### What to produce
Write out, exactly as they appear, only the lines running from the line with "Would you please pick out the mannequin" to the final line of the listing; include both.

### Records supplied
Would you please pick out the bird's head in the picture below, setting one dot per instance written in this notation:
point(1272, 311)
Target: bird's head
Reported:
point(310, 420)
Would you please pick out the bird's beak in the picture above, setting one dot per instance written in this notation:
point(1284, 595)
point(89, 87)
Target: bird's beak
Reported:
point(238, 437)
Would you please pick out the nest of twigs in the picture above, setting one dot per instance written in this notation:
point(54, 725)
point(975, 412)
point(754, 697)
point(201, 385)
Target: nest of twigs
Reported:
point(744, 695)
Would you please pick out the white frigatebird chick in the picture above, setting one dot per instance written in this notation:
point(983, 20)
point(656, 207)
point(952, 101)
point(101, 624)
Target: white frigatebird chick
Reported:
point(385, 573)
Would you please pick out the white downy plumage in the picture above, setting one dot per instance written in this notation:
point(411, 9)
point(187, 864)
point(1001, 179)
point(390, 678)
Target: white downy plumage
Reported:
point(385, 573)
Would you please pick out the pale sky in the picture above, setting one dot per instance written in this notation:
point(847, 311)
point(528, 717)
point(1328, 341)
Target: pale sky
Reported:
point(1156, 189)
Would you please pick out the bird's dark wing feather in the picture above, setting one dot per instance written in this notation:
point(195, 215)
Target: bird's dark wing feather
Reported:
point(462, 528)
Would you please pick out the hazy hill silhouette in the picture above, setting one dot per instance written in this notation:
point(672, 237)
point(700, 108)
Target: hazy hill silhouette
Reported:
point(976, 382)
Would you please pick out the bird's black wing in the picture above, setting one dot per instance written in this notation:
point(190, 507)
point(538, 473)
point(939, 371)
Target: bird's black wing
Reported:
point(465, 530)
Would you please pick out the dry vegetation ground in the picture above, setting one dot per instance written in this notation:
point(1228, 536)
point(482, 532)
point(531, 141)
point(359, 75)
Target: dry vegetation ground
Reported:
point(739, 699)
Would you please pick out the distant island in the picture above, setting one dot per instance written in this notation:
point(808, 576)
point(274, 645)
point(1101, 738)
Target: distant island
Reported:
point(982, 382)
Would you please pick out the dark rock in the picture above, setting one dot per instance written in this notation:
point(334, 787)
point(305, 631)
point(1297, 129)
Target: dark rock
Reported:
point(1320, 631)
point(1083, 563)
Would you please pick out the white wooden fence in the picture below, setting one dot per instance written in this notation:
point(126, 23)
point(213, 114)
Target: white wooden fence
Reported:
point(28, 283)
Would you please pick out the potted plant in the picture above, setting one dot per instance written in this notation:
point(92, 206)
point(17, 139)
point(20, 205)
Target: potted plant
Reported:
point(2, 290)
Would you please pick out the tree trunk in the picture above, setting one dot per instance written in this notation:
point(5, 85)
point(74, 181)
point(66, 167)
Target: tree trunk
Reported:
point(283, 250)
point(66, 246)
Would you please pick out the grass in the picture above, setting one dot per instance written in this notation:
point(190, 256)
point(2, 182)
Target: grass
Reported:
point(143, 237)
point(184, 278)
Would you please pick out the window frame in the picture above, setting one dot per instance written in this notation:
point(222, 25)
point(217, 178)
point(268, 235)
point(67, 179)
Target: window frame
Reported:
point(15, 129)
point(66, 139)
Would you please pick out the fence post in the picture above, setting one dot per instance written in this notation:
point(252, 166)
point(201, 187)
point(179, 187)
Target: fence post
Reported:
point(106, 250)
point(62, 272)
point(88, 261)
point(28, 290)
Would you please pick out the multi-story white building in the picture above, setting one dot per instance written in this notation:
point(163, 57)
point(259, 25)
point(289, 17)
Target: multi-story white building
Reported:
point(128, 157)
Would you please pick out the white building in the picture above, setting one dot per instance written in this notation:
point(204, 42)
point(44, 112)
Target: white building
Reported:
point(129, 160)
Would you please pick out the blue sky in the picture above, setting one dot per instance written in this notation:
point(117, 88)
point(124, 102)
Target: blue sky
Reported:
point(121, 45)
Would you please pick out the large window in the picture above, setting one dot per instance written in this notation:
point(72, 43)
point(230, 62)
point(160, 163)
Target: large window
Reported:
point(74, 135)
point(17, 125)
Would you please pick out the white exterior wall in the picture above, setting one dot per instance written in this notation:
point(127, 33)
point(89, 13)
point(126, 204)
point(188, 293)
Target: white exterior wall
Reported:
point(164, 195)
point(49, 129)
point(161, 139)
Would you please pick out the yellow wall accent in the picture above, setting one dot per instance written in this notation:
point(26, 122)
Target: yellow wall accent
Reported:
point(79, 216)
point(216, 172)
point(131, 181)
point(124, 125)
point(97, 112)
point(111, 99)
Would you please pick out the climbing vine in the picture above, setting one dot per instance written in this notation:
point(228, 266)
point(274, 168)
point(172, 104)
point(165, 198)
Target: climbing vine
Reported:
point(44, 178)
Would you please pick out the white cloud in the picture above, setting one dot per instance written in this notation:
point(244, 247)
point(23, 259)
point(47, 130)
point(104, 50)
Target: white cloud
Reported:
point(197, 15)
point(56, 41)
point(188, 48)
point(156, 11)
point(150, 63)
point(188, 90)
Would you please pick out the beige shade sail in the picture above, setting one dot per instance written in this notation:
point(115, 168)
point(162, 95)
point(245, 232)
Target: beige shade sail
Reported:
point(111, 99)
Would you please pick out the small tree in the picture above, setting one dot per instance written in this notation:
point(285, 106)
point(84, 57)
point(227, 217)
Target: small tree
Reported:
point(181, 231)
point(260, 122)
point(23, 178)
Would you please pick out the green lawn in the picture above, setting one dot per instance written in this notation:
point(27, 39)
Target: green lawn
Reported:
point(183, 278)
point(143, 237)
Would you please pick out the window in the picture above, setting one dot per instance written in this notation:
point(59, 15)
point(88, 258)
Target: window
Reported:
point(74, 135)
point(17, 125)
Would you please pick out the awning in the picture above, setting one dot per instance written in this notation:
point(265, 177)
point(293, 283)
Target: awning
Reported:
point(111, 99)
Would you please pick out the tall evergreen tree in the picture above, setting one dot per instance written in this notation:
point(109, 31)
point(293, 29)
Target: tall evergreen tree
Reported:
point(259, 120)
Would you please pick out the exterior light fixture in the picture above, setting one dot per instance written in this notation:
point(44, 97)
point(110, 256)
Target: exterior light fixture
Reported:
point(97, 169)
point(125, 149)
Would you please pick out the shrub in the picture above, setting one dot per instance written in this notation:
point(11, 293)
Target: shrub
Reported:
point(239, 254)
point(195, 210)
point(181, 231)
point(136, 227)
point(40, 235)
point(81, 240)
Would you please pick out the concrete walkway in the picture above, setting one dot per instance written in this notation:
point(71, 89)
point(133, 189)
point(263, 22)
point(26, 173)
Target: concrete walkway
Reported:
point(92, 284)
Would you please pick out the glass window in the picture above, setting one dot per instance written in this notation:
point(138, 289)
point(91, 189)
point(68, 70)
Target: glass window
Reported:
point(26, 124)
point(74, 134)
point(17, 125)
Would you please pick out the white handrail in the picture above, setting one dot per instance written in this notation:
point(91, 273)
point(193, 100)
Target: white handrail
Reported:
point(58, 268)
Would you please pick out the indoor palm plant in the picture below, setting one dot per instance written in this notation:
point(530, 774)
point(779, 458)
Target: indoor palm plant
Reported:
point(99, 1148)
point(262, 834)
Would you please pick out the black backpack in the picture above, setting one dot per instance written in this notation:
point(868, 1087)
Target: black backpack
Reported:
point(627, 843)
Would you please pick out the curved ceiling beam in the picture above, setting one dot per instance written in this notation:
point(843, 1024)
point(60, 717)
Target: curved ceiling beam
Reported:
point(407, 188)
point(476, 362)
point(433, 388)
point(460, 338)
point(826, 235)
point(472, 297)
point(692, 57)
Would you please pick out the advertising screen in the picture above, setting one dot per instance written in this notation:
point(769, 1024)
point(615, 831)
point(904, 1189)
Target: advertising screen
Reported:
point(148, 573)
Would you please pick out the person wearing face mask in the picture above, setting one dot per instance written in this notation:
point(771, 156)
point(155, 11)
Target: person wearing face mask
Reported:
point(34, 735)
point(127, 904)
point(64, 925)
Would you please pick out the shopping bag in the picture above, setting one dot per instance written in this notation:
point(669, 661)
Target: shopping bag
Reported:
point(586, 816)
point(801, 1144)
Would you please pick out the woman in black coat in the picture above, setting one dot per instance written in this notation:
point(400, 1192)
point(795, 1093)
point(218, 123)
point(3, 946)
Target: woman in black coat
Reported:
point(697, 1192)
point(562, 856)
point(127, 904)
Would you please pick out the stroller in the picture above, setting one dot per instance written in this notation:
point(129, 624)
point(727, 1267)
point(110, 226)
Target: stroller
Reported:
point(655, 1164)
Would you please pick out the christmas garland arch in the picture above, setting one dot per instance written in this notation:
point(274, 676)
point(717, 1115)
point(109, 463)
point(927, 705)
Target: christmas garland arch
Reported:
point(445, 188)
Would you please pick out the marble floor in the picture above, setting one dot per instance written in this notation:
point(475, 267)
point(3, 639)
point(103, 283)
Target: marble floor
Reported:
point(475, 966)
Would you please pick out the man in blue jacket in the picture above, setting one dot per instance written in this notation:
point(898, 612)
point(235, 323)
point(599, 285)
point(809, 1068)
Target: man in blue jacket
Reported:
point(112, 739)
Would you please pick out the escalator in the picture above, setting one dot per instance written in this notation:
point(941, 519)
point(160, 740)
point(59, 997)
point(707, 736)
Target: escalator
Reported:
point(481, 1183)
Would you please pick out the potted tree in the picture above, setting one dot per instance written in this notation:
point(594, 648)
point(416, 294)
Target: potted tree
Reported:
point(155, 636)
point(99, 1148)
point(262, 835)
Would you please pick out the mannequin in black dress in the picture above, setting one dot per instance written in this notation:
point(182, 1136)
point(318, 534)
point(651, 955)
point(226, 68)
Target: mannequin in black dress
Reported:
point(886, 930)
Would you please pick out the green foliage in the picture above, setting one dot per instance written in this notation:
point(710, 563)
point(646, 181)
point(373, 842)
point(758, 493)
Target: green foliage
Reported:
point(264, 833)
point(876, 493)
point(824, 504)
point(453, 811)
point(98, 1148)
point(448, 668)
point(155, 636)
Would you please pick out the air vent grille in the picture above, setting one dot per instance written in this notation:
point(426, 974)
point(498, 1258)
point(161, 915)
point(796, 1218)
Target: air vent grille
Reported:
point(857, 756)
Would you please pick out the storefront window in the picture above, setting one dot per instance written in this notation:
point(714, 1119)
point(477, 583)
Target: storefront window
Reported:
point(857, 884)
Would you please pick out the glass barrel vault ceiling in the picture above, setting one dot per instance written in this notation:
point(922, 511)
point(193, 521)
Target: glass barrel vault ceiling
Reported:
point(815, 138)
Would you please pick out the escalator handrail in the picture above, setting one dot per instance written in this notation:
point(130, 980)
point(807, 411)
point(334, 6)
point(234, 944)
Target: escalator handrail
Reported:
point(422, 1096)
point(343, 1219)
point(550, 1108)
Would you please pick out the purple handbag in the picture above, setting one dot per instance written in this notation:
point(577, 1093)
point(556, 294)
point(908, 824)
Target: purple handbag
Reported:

### Answer to the exercise
Would you please pick out the mannequin in black dress in the picture above, setting one dot per instance written in this notation:
point(182, 1136)
point(318, 534)
point(651, 955)
point(226, 68)
Target: mannequin in black dress
Reported:
point(886, 930)
Would you please pick out the green foliage in the picture above, setting one dot per instance written in this notation:
point(710, 563)
point(646, 181)
point(373, 842)
point(758, 493)
Target: green foliage
Reported:
point(264, 833)
point(876, 493)
point(824, 504)
point(453, 811)
point(98, 1148)
point(448, 668)
point(155, 636)
Would you please pick out the air vent grille in the picture above, setting one dot per instance written in this notation:
point(426, 974)
point(498, 1258)
point(161, 915)
point(796, 1218)
Target: air vent grille
Reported:
point(857, 756)
Would you please pick out the storefront window in the picture above, setting one dot per instance written in this notation:
point(714, 1119)
point(477, 583)
Target: storefront window
Reported:
point(857, 884)
Would you please pick out the glass barrel vault ceiling in the picture above, setting one dot per instance written in this notation:
point(922, 511)
point(193, 521)
Target: glass barrel vault ceiling
Reported:
point(815, 138)
Would you please pick out the escalator handrail in the picture above, setting one dot per instance written in this notation:
point(130, 980)
point(807, 411)
point(334, 6)
point(234, 944)
Target: escalator handrail
Reported:
point(422, 1096)
point(343, 1219)
point(550, 1108)
Would you please pick out the purple handbag in the picture above, setting one dot per instance written in this notation:
point(577, 1093)
point(556, 294)
point(908, 824)
Target: purple handbag
Reported:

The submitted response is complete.